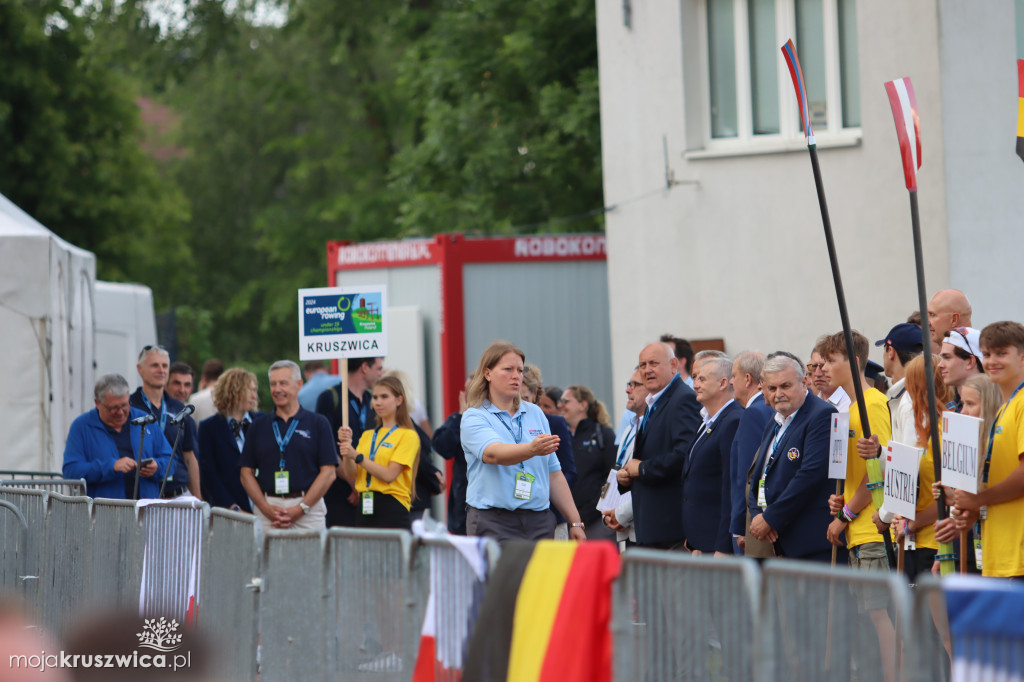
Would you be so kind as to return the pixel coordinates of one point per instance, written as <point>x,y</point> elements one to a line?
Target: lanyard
<point>374,445</point>
<point>991,433</point>
<point>630,435</point>
<point>771,453</point>
<point>508,427</point>
<point>163,410</point>
<point>283,442</point>
<point>361,409</point>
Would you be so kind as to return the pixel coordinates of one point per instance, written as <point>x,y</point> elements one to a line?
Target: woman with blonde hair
<point>594,451</point>
<point>384,463</point>
<point>221,438</point>
<point>514,476</point>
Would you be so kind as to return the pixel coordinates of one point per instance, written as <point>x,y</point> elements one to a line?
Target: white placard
<point>961,456</point>
<point>342,322</point>
<point>839,443</point>
<point>902,465</point>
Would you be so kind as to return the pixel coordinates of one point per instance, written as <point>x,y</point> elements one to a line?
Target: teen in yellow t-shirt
<point>383,466</point>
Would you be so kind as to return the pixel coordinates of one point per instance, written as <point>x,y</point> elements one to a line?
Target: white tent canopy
<point>46,324</point>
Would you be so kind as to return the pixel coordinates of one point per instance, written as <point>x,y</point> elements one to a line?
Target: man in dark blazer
<point>707,483</point>
<point>747,370</point>
<point>664,439</point>
<point>790,488</point>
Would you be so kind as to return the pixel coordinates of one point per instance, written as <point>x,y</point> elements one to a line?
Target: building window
<point>749,91</point>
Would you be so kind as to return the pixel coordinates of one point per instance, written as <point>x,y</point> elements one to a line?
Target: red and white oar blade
<point>904,107</point>
<point>1020,109</point>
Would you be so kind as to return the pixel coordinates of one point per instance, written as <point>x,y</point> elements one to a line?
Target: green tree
<point>510,129</point>
<point>70,130</point>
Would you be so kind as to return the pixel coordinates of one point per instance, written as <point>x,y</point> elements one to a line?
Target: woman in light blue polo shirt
<point>514,475</point>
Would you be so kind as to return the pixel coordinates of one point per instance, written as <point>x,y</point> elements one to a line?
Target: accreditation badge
<point>281,482</point>
<point>523,485</point>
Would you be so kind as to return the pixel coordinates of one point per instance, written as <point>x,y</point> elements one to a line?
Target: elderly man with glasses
<point>102,446</point>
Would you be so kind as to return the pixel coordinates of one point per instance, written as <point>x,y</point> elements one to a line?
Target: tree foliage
<point>346,120</point>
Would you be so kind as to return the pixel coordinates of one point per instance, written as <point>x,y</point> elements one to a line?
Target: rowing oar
<point>904,107</point>
<point>875,481</point>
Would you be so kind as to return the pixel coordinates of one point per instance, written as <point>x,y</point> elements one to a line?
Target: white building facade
<point>715,229</point>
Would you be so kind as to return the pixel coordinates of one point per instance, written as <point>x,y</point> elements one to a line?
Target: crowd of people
<point>714,455</point>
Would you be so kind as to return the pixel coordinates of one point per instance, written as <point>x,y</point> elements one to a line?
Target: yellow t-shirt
<point>401,446</point>
<point>925,536</point>
<point>862,529</point>
<point>1003,531</point>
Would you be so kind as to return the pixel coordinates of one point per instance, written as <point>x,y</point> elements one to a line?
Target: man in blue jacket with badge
<point>102,445</point>
<point>790,486</point>
<point>664,438</point>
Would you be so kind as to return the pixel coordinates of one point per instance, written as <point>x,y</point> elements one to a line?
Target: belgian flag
<point>1020,109</point>
<point>546,614</point>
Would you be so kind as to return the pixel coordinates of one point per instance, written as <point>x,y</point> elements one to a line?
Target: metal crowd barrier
<point>821,623</point>
<point>680,616</point>
<point>440,566</point>
<point>173,535</point>
<point>12,473</point>
<point>116,561</point>
<point>14,530</point>
<point>375,612</point>
<point>71,486</point>
<point>293,606</point>
<point>64,581</point>
<point>229,586</point>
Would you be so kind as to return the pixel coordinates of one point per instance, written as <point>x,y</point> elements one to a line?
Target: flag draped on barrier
<point>451,613</point>
<point>875,480</point>
<point>546,614</point>
<point>986,627</point>
<point>904,108</point>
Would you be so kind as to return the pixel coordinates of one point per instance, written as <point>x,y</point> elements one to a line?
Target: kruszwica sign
<point>342,322</point>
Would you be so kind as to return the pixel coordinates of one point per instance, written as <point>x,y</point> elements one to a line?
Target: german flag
<point>1020,109</point>
<point>546,613</point>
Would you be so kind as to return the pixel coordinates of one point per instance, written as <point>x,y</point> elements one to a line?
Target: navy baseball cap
<point>903,337</point>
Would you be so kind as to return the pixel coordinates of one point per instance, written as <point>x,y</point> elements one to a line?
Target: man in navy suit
<point>747,371</point>
<point>706,475</point>
<point>788,498</point>
<point>666,433</point>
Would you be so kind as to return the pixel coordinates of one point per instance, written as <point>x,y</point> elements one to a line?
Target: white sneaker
<point>385,663</point>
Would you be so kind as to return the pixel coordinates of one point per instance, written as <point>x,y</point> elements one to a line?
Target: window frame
<point>790,136</point>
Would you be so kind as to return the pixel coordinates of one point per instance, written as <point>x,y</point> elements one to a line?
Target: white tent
<point>46,327</point>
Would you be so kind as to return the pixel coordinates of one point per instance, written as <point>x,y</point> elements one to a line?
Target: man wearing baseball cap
<point>901,344</point>
<point>960,358</point>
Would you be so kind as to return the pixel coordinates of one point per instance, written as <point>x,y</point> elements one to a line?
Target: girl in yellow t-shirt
<point>384,463</point>
<point>922,529</point>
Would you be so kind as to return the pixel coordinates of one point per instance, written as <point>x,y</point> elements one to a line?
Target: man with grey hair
<point>707,482</point>
<point>788,497</point>
<point>102,445</point>
<point>293,450</point>
<point>153,397</point>
<point>747,371</point>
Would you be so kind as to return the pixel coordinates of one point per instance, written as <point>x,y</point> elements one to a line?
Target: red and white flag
<point>904,107</point>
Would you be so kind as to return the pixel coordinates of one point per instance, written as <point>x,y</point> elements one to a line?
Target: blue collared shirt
<point>493,485</point>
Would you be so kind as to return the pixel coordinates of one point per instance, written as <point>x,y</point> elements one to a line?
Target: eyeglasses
<point>963,332</point>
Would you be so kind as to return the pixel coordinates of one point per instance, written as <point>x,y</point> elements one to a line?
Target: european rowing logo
<point>160,635</point>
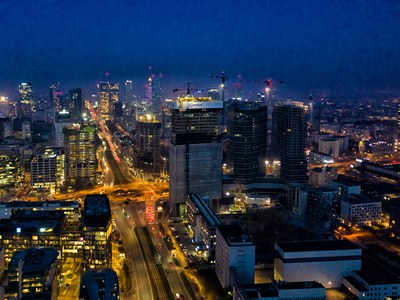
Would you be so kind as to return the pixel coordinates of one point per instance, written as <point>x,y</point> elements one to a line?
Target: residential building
<point>372,282</point>
<point>324,261</point>
<point>234,250</point>
<point>32,274</point>
<point>99,284</point>
<point>195,151</point>
<point>97,228</point>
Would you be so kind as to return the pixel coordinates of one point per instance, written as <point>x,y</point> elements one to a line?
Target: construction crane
<point>223,78</point>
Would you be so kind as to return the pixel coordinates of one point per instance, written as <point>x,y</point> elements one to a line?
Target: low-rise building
<point>235,249</point>
<point>323,261</point>
<point>203,222</point>
<point>99,284</point>
<point>320,177</point>
<point>373,282</point>
<point>32,274</point>
<point>31,229</point>
<point>281,290</point>
<point>361,210</point>
<point>97,228</point>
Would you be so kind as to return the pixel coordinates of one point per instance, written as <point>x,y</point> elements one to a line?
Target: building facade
<point>289,138</point>
<point>247,141</point>
<point>80,156</point>
<point>195,151</point>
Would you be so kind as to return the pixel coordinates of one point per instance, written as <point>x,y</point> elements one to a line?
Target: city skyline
<point>327,49</point>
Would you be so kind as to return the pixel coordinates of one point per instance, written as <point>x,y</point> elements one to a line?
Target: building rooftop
<point>348,181</point>
<point>234,235</point>
<point>360,199</point>
<point>208,214</point>
<point>35,259</point>
<point>96,212</point>
<point>99,283</point>
<point>319,245</point>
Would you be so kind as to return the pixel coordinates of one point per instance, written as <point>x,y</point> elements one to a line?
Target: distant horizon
<point>325,48</point>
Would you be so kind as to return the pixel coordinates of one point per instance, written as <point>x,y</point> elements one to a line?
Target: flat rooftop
<point>234,234</point>
<point>96,211</point>
<point>35,259</point>
<point>319,245</point>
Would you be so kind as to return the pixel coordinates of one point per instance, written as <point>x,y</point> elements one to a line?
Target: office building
<point>9,168</point>
<point>26,101</point>
<point>147,151</point>
<point>323,261</point>
<point>247,141</point>
<point>128,92</point>
<point>76,104</point>
<point>29,228</point>
<point>361,210</point>
<point>97,228</point>
<point>44,173</point>
<point>234,250</point>
<point>32,274</point>
<point>289,132</point>
<point>320,177</point>
<point>108,95</point>
<point>99,284</point>
<point>80,156</point>
<point>203,224</point>
<point>195,151</point>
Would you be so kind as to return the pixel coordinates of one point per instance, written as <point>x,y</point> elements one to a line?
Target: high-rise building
<point>43,173</point>
<point>195,152</point>
<point>108,95</point>
<point>26,102</point>
<point>247,141</point>
<point>32,274</point>
<point>80,156</point>
<point>97,228</point>
<point>289,137</point>
<point>76,104</point>
<point>128,92</point>
<point>147,150</point>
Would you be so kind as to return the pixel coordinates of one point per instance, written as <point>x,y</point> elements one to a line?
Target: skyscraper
<point>76,104</point>
<point>195,152</point>
<point>26,102</point>
<point>247,140</point>
<point>289,137</point>
<point>108,95</point>
<point>128,92</point>
<point>147,150</point>
<point>80,156</point>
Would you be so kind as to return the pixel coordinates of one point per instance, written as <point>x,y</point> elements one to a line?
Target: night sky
<point>325,47</point>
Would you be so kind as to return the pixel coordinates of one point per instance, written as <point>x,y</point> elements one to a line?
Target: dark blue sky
<point>336,47</point>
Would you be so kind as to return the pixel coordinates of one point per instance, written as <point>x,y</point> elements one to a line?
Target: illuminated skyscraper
<point>80,156</point>
<point>76,104</point>
<point>128,92</point>
<point>147,151</point>
<point>195,152</point>
<point>289,137</point>
<point>247,141</point>
<point>26,102</point>
<point>108,95</point>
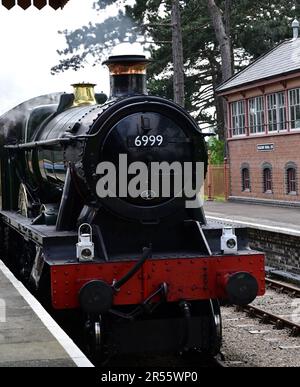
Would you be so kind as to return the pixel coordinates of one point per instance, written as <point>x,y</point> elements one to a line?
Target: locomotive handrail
<point>37,144</point>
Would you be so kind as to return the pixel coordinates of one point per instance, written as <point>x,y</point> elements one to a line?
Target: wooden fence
<point>217,182</point>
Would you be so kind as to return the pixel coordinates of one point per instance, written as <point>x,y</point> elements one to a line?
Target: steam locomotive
<point>146,271</point>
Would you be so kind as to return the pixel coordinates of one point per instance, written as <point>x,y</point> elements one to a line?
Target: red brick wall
<point>244,150</point>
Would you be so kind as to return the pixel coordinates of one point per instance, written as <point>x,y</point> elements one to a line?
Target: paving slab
<point>29,337</point>
<point>264,217</point>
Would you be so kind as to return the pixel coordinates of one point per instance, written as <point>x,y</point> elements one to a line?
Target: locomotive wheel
<point>94,342</point>
<point>210,328</point>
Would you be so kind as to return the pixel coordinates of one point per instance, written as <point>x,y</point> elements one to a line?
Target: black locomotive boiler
<point>146,271</point>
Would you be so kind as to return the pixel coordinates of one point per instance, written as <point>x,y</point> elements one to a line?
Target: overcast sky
<point>28,44</point>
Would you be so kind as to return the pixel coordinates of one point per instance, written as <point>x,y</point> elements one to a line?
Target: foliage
<point>255,27</point>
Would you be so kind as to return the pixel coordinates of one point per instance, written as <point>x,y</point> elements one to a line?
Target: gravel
<point>249,343</point>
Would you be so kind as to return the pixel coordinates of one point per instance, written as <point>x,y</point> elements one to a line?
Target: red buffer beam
<point>56,4</point>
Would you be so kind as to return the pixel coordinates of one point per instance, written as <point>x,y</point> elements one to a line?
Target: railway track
<point>288,289</point>
<point>269,317</point>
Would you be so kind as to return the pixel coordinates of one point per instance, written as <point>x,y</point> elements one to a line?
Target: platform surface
<point>268,218</point>
<point>28,335</point>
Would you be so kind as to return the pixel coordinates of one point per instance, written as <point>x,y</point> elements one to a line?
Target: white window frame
<point>294,105</point>
<point>256,113</point>
<point>238,118</point>
<point>277,105</point>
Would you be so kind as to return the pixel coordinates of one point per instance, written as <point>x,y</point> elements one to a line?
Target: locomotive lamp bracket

=======

*REQUIRED ACTION:*
In the entries above, find the line with "Target: platform surface", then retype it and every line after it exactly.

*WRITTEN ANSWER:*
Target: platform surface
<point>268,218</point>
<point>28,335</point>
Would you be so kind as to return the pixel coordinates of one point per instance, written as <point>x,y</point> elements one to a line?
Target: white window frame
<point>294,105</point>
<point>256,113</point>
<point>238,118</point>
<point>277,105</point>
Would you be so kind as to return the pixel coordinates of one point per instance, written as <point>x,y</point> elements one to a line?
Target: locomotive lamp bracket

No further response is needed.